(Data listing begins)

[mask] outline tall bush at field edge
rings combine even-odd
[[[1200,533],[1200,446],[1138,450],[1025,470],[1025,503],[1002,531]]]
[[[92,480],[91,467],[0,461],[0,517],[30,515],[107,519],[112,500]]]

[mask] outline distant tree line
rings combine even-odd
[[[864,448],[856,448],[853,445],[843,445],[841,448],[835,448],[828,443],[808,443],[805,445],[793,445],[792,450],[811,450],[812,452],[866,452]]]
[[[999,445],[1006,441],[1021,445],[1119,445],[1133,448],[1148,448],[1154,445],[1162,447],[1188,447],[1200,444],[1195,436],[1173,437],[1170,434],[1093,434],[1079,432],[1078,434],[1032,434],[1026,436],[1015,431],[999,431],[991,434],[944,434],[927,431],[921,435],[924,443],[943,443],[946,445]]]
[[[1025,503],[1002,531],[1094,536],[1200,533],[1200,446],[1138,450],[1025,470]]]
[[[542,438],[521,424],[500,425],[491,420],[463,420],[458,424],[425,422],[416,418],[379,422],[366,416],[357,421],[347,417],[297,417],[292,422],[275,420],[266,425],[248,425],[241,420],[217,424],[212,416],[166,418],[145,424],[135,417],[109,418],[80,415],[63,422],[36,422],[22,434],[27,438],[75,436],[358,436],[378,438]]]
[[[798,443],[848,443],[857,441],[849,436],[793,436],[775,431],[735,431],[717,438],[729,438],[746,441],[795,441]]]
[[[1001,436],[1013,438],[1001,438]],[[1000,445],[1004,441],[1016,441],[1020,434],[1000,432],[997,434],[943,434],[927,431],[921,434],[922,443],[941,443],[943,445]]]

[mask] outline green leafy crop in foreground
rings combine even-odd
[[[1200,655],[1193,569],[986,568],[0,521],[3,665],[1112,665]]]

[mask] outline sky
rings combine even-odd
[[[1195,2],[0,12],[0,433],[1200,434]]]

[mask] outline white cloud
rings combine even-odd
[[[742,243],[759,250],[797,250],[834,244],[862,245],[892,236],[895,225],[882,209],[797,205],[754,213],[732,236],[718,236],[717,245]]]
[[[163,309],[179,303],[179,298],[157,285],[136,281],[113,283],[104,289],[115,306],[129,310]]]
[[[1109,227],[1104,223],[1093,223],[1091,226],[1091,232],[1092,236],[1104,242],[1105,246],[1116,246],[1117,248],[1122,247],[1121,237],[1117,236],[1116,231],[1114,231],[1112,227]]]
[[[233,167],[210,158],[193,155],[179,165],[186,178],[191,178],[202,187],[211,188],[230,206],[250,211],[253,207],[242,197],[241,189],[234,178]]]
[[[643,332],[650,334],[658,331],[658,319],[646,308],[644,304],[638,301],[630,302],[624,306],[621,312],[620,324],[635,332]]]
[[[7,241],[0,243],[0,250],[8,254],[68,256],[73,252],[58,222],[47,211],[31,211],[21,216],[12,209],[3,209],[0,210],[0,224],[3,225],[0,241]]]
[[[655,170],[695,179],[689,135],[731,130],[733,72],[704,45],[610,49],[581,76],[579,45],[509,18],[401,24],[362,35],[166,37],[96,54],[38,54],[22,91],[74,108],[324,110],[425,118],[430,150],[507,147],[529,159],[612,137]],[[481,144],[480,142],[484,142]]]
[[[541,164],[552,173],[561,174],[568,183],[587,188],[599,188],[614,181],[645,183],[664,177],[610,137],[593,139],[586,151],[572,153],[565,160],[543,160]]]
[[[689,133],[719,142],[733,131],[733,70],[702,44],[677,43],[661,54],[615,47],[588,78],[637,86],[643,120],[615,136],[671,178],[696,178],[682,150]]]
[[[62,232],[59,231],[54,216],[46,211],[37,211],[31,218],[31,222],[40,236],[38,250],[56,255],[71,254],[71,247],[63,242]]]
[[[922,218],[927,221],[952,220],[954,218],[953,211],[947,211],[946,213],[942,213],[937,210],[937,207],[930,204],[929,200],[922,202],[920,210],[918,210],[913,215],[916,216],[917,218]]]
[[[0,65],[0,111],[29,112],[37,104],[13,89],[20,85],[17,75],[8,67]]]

(Data listing ends)

**What this task involves**:
Filter these records, keeping every line where the word "outline" occurs.

**Expected output**:
[mask] outline tall bush at field edge
[mask] outline distant tree line
[mask] outline green leafy crop in foreground
[mask] outline sky
[mask] outline white cloud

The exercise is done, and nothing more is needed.